Dans l'extrait sur le grand emprunt national, quel nom est donné au frère jumeau de l'effet de levier ?

Extrait du document>
((

L'histoire du grand emprunt national de cent milliards lancé en fanfare à
la fin de l'année de 2009 est un de ces contes fantastiques dans lesquels se
complaît volontiers le pouvoir actuellement en vigueur. Admirons d'abord le
qualificatif de national : la situation était si grave qu'il fallait appeler
à un sursaut national pour sauver la France. Cela rappelle la triste histoire
de l'emprunt Giscard qui était tellement avantageux pour les souscripteurs et
désavantageux pour l'État que le parfum de la ruine en résultant se fait
sentir encore aujourd'hui.
La crise a été invoquée pour justifier une politique de relance ; au lieu
de libérer l'économie, le pouvoir a choisi une relance étatique, ce qui est
un concept faux par nature ; en outre, si elle pouvait fonctionner ce serait
avec des délais noyant tout effet éventuel. Il s'est ajouté la volonté de
singer le privé, détestable habitude des politiques ; la secte des
énarchos-socialos qui s'est emparé de la France depuis des décennies avait
lu dans les livres que les privés en combinant de l'endettement avec des
investissements rentables pouvaient créer de la richesse : ils ignorent ou
font semblant d'ignorer que ce mécanisme est absolument impossible au niveau
de l'État. L'effet de levier fut appelé aussi en renfort, sans que personne
ne pense à son inséparable frère jumeau, que j'ai nommé il y a longtemps
l'effet de massue.
Le projet lui-même comportait deux autres inconvénients majeurs. D'abord,
ainsi que beaucoup le soulignèrent, toute augmentation de l'endettement
public est dévastateur et, en outre, il assèche à proportion les
possibilités des privés de trouver des financements alors que ces privés
sont les seuls à pouvoir créer de la richesse. Un autre inconvénient, pas
souvent remarqué, est le suivant ; compte tenu de la durée de maturation
inévitable, une grande incertitude s'est prolongée et les firmes qui
voulaient investir dans les projets évoqués, parfois un instant, ont
retardé leur investissement dans l'espoir d'obtenir par l'intrigue ou la
corruption une partie de la manne annoncée.

))

Données fournies>
((

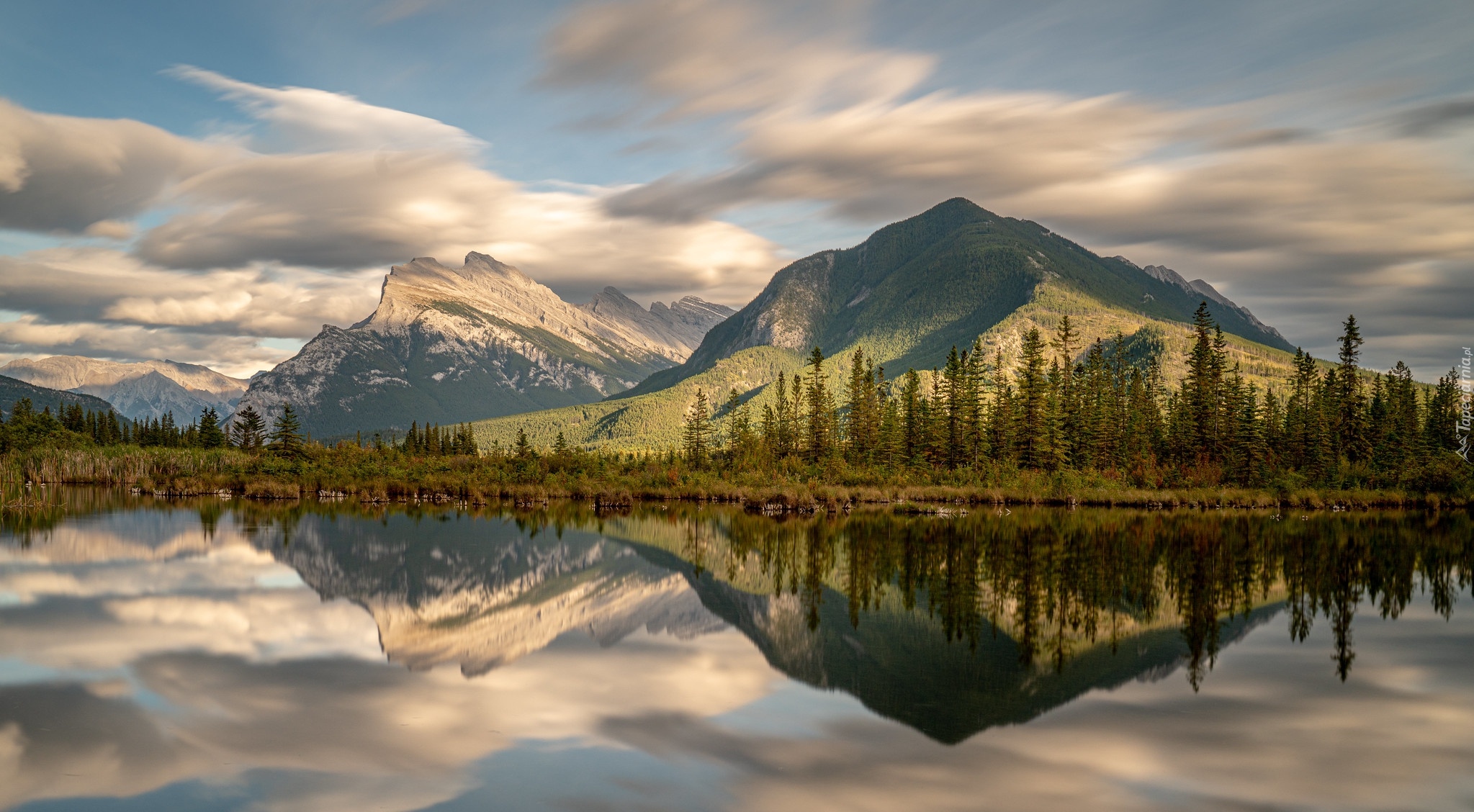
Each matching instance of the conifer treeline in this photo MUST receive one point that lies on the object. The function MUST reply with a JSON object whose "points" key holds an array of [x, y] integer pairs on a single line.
{"points": [[435, 441], [1056, 410]]}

))

Réponse attendue> L'effet de massue.